** begin Source extract **
This is an automated email from the ASF dual-hosted git repository.
payang pushed a commit to branch 4.2
in repository https://gitbox.apache.org/repos/asf/kafka.git
The following commit(s) were added to refs/heads/4.2 by this push:
new 0553e67b628 KAFKA-20254: Add integration tests for group migration
with compaction and broker restart (#21642)
0553e67b628 is described below
commit 0553e67b6284dc1c1137d5d41ebe84cb1ff75a43
Author: Lucas Brutschy <[email protected]>
AuthorDate: Tue Mar 10 15:12:54 2026 +0100
KAFKA-20254: Add integration tests for group migration with compaction and
broker restart (#21642)
This adds integration tests to GroupCoordinatorIntegrationTest that
verify the group coordinator loads correctly after compaction and broker
restart when a group has been upgraded from the classic protocol to the
consumer or streams protocol.
For each protocol upgrade path (classic-to-consumer and
classic-to-streams), there are two test variants. The first variant
compacts __consumer_offsets but retains the GroupMetadata tombstone,
verifying that replaying tombstones after compaction works correctly.
The second variant forces tombstone removal by running two compaction
passes with delete.retention.ms=0 and min.cleanable.dirty.ratio=0. This
reproduces the KAFKA-20254 scenario: after the tombstone is removed, the
classic group's offset commit records precede the consumer/streams group
records in the log. During replay, these offset commits create a simple
classic group, which the consumer/streams group replay logic must handle
via the isSimpleGroup() fix in
getOrMaybeCreatePersistedConsumerGroup/getOrMaybeCreatePersistedStreamsGroup.
In the tombstone-removed variants, the upgraded group avoids committing
offsets so that the classic group's offset commits are not overwritten
during compaction and survive at their original early position in the
log, naturally triggering the bug without the fix.
Reviewers: David Jacot <[email protected]>, Matthias J. Sax
<[email protected]>
(cherry picked from commit b9eae3388cb8145c3e43130f66526927f804a749)
---
build.gradle | 1 +
.../api/GroupCoordinatorIntegrationTest.scala | 355 ++++++++++++++++++++-
2 files changed, 351 insertions(+), 5 deletions(-)
** end Source extract **
— To do —
1. Translate this sentence from the commit message into Spanish: "For each protocol upgrade path (classic-to-consumer and classic-to-streams), there are two test variants."
2. List every method name that appears in the commit message.
3. Please revise the commit message, everything from "In the tombstone-removed" down to "insertions(+), 5 deletions(-)", putting "log cleaning" in place of "compaction".
The data after this point isn't needed.
** begin Excerpted records **
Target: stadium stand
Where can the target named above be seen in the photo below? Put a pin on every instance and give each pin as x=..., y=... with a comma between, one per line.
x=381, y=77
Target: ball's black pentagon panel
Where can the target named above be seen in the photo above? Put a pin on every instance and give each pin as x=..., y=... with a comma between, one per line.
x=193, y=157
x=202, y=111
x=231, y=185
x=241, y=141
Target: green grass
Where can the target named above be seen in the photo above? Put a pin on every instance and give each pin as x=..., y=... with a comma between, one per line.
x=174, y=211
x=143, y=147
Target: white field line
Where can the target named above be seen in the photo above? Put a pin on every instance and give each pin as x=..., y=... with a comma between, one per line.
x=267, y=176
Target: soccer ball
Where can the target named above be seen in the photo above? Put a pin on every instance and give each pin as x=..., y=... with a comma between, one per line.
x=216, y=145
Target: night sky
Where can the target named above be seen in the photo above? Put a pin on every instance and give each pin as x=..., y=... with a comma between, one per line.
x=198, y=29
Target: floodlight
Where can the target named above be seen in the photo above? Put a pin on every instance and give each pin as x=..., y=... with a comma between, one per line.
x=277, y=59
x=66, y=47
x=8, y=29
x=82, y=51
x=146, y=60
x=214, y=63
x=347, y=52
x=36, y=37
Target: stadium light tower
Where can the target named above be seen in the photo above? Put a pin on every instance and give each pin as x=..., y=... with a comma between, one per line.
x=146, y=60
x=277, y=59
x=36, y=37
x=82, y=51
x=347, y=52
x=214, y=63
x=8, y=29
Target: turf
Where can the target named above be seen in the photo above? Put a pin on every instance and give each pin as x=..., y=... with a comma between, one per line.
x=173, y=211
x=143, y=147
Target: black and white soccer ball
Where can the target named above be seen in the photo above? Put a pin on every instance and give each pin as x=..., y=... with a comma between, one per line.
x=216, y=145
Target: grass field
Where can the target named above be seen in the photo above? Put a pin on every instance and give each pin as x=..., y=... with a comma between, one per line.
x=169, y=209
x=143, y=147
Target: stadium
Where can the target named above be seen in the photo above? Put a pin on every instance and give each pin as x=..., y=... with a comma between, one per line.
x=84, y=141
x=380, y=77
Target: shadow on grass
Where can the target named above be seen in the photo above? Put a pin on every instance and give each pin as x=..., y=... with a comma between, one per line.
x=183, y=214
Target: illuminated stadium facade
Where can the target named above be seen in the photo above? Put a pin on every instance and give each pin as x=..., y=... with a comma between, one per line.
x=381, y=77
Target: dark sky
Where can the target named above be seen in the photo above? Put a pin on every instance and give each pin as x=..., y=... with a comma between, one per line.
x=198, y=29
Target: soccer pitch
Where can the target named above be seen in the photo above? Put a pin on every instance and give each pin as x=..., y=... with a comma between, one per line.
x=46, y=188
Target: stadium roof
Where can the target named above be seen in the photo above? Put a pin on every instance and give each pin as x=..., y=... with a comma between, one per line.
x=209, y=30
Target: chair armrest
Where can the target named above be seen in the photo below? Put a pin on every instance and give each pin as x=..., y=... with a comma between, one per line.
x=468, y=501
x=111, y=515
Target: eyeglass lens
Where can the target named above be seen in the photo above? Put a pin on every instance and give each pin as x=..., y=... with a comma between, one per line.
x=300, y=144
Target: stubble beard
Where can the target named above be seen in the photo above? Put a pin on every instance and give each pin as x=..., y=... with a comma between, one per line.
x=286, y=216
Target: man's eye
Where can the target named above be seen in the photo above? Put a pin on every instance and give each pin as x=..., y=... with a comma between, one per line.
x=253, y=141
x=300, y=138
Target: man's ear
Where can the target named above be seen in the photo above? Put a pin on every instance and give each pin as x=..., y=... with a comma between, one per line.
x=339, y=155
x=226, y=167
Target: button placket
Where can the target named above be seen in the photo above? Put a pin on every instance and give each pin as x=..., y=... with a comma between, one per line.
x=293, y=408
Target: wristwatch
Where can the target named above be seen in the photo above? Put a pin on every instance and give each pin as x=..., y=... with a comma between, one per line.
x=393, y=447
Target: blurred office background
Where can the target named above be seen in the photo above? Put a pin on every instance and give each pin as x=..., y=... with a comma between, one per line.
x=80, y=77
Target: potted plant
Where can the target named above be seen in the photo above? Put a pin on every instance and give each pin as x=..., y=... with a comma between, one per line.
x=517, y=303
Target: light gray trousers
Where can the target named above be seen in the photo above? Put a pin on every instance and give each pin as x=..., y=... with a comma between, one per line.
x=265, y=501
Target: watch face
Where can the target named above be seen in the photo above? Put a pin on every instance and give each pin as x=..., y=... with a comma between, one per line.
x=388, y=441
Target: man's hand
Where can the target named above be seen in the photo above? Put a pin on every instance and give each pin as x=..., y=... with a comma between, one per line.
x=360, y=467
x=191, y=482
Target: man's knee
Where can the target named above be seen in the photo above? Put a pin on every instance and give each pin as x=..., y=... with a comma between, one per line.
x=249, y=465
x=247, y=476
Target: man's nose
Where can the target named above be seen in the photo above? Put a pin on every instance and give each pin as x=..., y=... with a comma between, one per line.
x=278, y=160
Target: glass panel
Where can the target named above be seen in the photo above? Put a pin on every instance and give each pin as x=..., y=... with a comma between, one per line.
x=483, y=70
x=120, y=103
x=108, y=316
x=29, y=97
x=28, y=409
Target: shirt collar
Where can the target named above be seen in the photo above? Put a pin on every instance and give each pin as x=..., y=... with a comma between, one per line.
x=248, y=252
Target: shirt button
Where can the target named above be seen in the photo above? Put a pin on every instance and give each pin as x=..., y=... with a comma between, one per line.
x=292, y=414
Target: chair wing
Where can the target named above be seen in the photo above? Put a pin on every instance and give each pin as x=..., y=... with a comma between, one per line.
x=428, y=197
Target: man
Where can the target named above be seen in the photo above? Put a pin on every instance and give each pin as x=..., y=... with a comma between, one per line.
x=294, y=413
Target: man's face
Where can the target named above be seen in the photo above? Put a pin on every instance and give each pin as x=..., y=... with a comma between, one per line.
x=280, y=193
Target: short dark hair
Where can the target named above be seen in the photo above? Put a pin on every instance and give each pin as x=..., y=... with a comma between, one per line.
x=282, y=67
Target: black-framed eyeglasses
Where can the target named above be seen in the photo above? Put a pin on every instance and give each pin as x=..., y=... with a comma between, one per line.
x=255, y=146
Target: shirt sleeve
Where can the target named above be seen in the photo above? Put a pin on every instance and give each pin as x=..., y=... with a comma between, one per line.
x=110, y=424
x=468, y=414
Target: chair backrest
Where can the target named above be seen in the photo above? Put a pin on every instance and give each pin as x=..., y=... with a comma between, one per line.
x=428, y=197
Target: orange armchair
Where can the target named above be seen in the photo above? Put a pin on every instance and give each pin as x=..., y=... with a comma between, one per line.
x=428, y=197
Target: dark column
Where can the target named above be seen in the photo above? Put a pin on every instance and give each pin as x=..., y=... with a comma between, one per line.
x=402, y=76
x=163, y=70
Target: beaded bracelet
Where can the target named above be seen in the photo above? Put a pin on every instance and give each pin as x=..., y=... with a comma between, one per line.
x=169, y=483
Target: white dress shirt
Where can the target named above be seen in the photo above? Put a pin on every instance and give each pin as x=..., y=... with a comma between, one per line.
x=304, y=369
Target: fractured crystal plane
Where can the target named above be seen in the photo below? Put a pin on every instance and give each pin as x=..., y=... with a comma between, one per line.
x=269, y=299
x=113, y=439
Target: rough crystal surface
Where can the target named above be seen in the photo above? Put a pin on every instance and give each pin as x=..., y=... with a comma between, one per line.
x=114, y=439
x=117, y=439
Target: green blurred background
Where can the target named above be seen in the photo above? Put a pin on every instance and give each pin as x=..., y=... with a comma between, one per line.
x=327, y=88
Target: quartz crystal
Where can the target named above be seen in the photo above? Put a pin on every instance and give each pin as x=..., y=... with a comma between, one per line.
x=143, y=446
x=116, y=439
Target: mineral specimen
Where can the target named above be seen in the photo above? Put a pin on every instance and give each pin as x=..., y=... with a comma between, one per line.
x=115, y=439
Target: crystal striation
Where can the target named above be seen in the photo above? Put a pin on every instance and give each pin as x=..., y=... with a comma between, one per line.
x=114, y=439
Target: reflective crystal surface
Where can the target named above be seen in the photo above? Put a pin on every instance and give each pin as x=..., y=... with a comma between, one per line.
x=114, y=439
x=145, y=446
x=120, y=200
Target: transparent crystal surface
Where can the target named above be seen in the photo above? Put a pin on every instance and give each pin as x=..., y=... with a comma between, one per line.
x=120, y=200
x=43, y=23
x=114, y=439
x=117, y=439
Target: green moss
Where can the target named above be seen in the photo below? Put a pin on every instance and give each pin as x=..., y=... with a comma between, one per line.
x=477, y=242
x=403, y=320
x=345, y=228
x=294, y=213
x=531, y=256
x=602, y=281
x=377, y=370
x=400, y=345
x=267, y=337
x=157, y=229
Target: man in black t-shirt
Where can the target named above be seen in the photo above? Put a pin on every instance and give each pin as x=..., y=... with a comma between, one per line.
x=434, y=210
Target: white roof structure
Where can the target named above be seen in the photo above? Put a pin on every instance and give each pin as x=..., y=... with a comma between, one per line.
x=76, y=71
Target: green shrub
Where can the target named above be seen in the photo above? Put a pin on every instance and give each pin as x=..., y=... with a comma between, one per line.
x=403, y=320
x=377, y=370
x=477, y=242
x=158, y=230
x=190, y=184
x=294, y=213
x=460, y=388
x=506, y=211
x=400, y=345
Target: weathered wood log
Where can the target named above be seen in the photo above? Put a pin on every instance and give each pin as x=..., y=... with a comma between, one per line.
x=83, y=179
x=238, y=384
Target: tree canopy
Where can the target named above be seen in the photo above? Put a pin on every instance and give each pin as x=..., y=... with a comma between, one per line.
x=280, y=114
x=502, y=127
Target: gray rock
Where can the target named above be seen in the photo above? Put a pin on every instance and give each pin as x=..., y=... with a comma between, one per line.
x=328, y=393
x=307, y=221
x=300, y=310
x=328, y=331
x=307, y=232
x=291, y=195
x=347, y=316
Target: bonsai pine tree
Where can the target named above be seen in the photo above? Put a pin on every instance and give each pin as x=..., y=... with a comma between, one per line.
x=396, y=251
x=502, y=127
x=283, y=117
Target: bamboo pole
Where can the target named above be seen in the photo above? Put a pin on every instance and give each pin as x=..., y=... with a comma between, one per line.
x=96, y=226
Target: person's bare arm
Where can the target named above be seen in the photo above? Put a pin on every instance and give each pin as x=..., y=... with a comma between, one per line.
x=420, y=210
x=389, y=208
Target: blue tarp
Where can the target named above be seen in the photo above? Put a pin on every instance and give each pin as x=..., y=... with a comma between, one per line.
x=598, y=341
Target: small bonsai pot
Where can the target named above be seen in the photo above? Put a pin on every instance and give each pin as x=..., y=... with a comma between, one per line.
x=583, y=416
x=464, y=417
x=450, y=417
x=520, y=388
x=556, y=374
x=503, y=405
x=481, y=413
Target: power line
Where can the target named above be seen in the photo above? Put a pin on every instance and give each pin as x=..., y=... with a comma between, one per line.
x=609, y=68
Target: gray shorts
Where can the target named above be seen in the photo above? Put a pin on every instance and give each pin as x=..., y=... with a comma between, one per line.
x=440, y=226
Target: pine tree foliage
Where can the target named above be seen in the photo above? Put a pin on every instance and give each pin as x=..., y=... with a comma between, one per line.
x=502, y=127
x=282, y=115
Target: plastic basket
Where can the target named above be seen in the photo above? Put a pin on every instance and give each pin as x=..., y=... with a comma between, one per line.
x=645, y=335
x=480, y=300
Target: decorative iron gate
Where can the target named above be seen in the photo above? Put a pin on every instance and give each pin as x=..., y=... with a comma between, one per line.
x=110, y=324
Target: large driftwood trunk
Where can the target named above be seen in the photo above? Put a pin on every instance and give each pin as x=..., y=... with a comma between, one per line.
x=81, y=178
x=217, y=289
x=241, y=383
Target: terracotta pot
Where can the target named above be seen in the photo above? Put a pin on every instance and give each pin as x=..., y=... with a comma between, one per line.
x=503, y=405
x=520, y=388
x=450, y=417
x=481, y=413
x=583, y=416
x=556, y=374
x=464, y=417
** end Excerpted records **
— Expected answers —
1. Para cada ruta de actualización del protocolo (classic-to-consumer y classic-to-streams), hay dos variantes de prueba.

2.
isSimpleGroup()
getOrMaybeCreatePersistedConsumerGroup
getOrMaybeCreatePersistedStreamsGroup

3.
In the tombstone-removed variants, the upgraded group avoids committing
offsets so that the classic group's offset commits are not overwritten
during log cleaning and survive at their original early position in the
log, naturally triggering the bug without the fix.
Reviewers: David Jacot <[email protected]>, Matthias J. Sax
<[email protected]>
(cherry picked from commit b9eae3388cb8145c3e43130f66526927f804a749)
---
build.gradle | 1 +
.../api/GroupCoordinatorIntegrationTest.scala | 355 ++++++++++++++++++++-
2 files changed, 351 insertions(+), 5 deletions(-)